STATED PROBLEM 1 —
Using the interview excerpt, decide whether each statement agrees with it: (a) the speaker considers the conflict between science and religion unnecessary; (b) on arriving in the country, the speaker expected creationism to fade; (c) the monkeys stopped doing the task when both received cucumber. For each, answer yes or no and quote the words of the excerpt that decide it.
STATED PROBLEM 2 —
Repeat word for word the passage of the interview excerpt starting at "If both monkeys" and ending at "times in a row.".
STATED PROBLEM 3 —
In the interview excerpt, who carried out the grape and cucumber study together with the speaker?

EXTRACT TO READ —

## BEGIN

When I came to this country, over twenty-five years ago, I was amazed that creationism was still taken seriously, and assumed that it would blow over. It never did, of course. I can’t help but look at it as a left-over of a medieval mind-set unresponsive to overwhelming counter-evidence.
At the same time, I must say that I don’t think the recent wave of God-questioning rants have helped much. They have polarized the issue, whereas in my mind it is eminently possible to look at religion as a collective value system and at science as telling us how the physical world operates. Even though I am not religious myself, I think the conflict between science and religion is unnecessary and overblown.
Q: Is yours the lab that did the grape vs. cucumber study? The monkeys got either a grape or a cucumber for doing a task …
A: Yes, together with Sarah Brosnan, we did a study in which capuchin monkeys received either a grape or a piece of cucumber for a simple task.
If both monkeys got the same reward, there never was a problem. Grapes are by far preferred (as real primates, like us, they go for sugar content), but even if both received cucumber, they’d perform the task many times in a row.

## END

Records of labeled points —
## BEGIN

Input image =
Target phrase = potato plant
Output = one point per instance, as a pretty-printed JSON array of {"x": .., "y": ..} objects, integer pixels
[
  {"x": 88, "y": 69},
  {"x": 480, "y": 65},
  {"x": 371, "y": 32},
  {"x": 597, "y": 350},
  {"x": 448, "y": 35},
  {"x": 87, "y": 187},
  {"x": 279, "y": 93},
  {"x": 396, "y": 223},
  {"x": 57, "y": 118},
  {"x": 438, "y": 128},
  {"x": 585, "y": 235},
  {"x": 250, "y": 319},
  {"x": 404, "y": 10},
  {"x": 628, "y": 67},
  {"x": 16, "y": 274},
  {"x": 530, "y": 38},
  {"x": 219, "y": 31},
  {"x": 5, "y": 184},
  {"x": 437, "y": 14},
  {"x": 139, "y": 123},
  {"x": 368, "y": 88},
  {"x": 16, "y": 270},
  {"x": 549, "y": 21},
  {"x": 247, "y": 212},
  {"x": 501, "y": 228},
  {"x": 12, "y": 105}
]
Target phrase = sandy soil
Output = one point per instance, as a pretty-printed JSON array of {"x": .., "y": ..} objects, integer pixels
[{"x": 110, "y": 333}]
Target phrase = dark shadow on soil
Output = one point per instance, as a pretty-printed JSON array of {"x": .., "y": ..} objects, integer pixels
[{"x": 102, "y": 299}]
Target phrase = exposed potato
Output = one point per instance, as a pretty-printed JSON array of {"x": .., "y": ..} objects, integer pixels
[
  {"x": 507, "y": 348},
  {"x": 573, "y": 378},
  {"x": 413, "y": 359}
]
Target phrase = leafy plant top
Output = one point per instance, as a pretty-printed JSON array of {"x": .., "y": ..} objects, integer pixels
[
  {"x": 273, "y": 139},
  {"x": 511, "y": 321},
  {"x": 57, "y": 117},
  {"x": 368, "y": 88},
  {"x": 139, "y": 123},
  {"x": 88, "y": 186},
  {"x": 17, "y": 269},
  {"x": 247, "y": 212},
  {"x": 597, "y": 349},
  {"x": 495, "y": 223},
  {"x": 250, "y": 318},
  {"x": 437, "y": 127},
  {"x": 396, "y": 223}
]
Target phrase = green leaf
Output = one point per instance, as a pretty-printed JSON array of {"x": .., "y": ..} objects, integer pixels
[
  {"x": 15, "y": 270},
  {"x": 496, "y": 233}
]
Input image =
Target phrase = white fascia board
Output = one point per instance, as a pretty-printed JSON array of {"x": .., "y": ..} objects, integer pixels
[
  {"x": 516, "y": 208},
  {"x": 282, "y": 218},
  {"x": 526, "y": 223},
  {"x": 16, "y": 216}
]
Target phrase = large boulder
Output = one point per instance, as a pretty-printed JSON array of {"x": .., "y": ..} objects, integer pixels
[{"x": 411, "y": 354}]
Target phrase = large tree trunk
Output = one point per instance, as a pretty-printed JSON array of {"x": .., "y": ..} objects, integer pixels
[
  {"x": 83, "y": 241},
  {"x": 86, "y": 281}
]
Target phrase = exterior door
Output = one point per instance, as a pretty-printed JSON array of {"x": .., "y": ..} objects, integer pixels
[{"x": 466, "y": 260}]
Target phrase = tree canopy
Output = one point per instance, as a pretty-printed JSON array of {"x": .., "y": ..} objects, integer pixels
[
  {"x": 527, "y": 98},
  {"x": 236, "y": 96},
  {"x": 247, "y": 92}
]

## END
## BEGIN

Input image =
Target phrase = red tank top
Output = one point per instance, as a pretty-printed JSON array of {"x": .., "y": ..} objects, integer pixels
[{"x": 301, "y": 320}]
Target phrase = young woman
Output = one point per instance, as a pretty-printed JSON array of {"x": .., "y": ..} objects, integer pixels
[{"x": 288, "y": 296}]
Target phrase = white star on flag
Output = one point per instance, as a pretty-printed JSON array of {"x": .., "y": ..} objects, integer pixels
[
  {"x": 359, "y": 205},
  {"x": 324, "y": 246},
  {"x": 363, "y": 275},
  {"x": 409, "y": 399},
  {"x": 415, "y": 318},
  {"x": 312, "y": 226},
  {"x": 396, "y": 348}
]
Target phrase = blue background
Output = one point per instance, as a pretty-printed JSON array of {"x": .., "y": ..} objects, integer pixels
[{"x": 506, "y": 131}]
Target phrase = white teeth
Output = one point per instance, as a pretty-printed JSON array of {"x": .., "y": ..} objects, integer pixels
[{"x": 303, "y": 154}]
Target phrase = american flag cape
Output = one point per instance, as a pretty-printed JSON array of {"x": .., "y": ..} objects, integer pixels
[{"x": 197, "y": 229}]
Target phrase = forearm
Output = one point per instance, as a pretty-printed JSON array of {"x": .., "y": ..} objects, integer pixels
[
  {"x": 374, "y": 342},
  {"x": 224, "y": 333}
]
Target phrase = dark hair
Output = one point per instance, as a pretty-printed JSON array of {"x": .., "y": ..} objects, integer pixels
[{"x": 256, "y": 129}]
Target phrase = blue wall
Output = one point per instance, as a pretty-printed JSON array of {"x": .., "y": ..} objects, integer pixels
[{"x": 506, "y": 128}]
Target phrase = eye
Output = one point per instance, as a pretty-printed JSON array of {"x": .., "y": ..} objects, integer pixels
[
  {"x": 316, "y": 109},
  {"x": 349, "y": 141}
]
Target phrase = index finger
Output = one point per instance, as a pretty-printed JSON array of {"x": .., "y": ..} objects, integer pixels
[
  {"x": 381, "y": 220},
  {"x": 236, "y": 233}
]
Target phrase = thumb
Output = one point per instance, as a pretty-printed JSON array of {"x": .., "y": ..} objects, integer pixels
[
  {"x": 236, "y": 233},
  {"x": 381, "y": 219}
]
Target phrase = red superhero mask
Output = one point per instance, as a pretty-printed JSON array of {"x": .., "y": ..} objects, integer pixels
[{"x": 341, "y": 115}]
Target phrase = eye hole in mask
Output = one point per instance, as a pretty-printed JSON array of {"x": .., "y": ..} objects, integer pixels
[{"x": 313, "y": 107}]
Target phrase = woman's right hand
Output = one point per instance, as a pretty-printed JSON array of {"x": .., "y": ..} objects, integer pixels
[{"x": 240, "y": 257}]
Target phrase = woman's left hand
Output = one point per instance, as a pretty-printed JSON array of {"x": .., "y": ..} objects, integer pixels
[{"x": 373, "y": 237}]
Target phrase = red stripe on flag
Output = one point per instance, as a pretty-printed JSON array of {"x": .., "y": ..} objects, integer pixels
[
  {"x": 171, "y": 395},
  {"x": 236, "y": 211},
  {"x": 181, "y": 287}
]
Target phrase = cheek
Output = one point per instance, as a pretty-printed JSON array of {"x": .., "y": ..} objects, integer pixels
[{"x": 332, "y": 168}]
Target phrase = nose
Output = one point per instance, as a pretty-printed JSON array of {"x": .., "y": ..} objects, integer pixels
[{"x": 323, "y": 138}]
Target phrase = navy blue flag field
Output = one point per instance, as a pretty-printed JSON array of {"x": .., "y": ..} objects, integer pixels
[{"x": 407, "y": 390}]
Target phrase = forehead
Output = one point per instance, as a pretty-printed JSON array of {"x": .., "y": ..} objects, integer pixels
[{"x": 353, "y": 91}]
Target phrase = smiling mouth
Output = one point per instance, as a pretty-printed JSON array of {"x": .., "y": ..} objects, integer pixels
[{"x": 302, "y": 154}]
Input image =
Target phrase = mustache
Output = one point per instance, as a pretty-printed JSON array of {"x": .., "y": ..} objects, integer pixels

## END

FULL SOLUTION 1 —
(a) Yes: "I think the conflict between science and religion is unnecessary and overblown."
(b) Yes: "assumed that it would blow over"
(c) No: "even if both received cucumber, they’d perform the task many times in a row."

FULL SOLUTION 2 —
If both monkeys got the same reward, there never was a problem. Grapes are by far preferred (as real primates, like us, they go for sugar content), but even if both received cucumber, they’d perform the task many times in a row.

FULL SOLUTION 3 —
Sarah Brosnan